> _Bereitgestellter Text_
----------------
Im Gastblog zeigt Rechtsanwalt Karl Newole, wie der Staat für Verfahrenskosten haftet – und welche Faktoren dabei zu beachten sind.

Kennen Sie das: Sie müssen sich mit einem störenden und rechtswidrigen Zustand herumschlagen, obwohl es eigentlich Aufgabe der Behörden wäre, Abhilfe zu schaffen und sauber zu arbeiten?

Drei Fallkonstellationen zur Illustration

Am Nachbargrundstück verletzt ein Betrieb wiederholt behördliche Auflagen zur Lärmvermeidung. Es könnte auch ein Airbnb-Studio in einem Haus in einer Schutzzone in Wien sein.
----------------
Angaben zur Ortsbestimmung
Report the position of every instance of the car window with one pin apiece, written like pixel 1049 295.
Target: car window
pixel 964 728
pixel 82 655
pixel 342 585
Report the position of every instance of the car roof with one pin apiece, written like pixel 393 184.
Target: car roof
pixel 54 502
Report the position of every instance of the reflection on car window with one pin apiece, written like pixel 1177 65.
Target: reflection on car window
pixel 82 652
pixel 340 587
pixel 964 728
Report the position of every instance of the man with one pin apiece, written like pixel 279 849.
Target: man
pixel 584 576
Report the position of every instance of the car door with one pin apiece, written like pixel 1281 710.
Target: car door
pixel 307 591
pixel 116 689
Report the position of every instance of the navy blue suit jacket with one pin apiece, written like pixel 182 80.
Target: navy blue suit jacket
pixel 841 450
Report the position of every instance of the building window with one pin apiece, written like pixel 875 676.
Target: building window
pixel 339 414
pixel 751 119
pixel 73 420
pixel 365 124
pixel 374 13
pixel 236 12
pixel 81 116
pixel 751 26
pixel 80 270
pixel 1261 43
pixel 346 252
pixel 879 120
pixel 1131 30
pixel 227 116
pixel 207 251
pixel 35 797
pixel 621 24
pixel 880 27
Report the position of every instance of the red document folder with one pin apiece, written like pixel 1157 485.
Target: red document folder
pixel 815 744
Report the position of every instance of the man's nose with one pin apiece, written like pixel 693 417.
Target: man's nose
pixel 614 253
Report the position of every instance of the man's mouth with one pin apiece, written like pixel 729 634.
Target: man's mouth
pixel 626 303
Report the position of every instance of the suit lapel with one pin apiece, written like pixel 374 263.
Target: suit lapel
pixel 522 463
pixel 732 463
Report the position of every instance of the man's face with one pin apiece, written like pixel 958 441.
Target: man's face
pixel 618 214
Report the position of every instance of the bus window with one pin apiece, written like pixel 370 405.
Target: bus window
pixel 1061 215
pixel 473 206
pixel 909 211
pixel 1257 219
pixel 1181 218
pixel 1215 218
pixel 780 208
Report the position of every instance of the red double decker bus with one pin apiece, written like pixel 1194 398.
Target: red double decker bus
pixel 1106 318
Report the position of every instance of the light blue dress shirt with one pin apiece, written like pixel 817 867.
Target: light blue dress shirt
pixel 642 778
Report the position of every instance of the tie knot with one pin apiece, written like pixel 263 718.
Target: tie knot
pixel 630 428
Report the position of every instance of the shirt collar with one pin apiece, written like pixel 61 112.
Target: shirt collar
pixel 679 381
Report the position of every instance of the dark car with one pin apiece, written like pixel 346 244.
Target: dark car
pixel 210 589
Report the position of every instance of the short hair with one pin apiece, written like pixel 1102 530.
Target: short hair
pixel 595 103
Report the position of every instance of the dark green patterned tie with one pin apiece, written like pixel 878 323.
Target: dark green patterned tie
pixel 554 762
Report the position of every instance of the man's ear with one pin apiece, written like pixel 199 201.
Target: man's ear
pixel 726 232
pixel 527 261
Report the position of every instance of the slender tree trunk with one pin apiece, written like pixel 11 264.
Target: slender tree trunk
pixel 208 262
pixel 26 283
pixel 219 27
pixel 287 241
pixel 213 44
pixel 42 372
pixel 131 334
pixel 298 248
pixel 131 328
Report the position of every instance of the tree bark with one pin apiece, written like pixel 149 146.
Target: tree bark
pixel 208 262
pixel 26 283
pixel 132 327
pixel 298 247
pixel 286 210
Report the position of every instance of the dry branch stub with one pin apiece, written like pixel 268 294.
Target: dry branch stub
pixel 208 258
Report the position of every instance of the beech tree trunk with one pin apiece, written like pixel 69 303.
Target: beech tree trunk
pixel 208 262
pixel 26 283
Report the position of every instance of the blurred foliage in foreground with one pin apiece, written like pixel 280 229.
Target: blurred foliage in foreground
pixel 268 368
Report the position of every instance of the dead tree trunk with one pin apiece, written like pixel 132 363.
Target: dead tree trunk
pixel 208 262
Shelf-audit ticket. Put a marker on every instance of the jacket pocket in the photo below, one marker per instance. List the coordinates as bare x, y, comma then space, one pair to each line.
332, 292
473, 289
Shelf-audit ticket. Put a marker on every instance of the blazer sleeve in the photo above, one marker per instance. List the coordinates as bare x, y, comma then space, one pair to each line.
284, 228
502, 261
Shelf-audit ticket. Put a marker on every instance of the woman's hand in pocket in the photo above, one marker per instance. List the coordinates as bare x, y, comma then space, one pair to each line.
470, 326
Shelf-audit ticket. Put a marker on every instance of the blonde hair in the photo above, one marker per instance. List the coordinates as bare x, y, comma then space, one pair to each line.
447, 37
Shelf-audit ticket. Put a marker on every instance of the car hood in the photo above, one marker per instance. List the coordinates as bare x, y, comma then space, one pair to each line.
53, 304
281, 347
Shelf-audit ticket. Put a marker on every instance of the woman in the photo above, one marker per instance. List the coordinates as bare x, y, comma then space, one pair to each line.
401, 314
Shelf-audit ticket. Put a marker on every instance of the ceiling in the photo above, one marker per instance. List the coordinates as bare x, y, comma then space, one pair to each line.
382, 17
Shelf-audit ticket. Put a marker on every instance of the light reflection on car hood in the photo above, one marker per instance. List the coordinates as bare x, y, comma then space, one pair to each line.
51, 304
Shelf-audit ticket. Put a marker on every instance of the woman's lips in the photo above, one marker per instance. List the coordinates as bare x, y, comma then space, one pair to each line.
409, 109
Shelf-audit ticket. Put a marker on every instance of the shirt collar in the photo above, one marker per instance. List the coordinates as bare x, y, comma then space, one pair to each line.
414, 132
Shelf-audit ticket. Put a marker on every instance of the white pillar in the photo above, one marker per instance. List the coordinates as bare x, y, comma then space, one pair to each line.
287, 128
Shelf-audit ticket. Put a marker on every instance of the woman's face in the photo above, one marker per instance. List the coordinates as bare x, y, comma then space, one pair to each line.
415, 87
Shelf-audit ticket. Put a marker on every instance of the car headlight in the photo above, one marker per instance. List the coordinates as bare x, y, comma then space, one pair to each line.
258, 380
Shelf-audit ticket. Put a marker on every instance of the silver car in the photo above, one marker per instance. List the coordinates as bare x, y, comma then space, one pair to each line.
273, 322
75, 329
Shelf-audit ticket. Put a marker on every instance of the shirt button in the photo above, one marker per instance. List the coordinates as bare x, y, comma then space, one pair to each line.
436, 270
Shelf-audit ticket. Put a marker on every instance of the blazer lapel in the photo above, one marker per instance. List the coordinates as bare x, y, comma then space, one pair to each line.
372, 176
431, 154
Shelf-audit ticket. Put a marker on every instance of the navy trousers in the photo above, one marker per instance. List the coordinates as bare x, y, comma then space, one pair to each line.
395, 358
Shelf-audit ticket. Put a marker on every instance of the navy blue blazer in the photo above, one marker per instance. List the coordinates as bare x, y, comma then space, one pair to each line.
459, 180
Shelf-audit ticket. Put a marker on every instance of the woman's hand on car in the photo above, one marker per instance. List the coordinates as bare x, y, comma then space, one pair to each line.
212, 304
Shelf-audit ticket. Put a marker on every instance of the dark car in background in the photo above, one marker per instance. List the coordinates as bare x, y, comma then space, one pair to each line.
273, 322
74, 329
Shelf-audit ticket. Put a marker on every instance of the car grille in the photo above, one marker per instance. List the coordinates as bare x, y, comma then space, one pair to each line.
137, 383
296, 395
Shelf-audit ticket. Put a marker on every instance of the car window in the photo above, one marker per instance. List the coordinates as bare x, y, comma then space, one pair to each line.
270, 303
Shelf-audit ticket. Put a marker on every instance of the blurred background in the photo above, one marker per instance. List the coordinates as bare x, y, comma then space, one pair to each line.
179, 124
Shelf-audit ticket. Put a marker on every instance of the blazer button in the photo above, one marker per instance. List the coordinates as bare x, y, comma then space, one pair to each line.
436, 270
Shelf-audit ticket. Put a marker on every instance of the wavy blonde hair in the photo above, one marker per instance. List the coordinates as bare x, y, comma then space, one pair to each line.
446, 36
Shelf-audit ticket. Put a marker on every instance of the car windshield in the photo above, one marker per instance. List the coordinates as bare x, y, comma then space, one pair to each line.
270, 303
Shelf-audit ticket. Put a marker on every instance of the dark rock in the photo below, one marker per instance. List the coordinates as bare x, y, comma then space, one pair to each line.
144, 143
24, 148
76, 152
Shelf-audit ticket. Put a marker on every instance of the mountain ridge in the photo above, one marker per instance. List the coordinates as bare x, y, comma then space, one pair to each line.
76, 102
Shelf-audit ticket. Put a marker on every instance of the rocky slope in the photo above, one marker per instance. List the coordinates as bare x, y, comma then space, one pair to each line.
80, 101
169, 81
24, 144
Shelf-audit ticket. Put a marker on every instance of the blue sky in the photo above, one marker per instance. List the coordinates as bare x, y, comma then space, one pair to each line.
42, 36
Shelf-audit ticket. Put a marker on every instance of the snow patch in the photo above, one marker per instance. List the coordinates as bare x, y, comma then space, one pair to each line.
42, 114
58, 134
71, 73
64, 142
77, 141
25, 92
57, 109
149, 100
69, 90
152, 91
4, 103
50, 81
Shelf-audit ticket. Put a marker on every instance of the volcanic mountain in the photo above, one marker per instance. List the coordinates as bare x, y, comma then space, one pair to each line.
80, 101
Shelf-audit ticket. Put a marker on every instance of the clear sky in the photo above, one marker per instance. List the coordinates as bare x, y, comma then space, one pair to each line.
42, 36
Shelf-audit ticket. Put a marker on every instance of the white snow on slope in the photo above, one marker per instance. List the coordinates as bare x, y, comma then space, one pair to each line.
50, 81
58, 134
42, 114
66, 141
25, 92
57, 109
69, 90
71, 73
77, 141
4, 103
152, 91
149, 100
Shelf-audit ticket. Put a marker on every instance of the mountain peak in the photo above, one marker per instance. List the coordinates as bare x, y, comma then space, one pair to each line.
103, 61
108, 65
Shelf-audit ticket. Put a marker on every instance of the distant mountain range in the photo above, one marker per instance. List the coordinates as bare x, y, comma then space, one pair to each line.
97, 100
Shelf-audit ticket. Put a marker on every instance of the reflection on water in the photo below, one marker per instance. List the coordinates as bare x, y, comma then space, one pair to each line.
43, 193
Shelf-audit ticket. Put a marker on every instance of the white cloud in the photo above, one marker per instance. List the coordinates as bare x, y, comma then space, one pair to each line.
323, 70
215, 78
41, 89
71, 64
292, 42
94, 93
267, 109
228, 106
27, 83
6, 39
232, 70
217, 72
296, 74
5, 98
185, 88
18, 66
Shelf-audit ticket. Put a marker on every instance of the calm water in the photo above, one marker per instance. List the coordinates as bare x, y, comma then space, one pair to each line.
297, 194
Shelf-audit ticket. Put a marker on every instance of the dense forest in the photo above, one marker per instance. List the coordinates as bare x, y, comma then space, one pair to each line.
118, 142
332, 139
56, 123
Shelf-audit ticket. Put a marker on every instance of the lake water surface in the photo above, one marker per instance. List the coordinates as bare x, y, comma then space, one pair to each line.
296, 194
----------------
Schreibe aus dem Text über die Staatshaftung für Verfahrenskosten den Abschnitt von "Im Gastblog zeigt" bis "sauber zu arbeiten?" wortgetreu ab.

> _Lösung der Aufgabe_
Im Gastblog zeigt Rechtsanwalt Karl Newole, wie der Staat für Verfahrenskosten haftet – und welche Faktoren dabei zu beachten sind.

Kennen Sie das: Sie müssen sich mit einem störenden und rechtswidrigen Zustand herumschlagen, obwohl es eigentlich Aufgabe der Behörden wäre, Abhilfe zu schaffen und sauber zu arbeiten?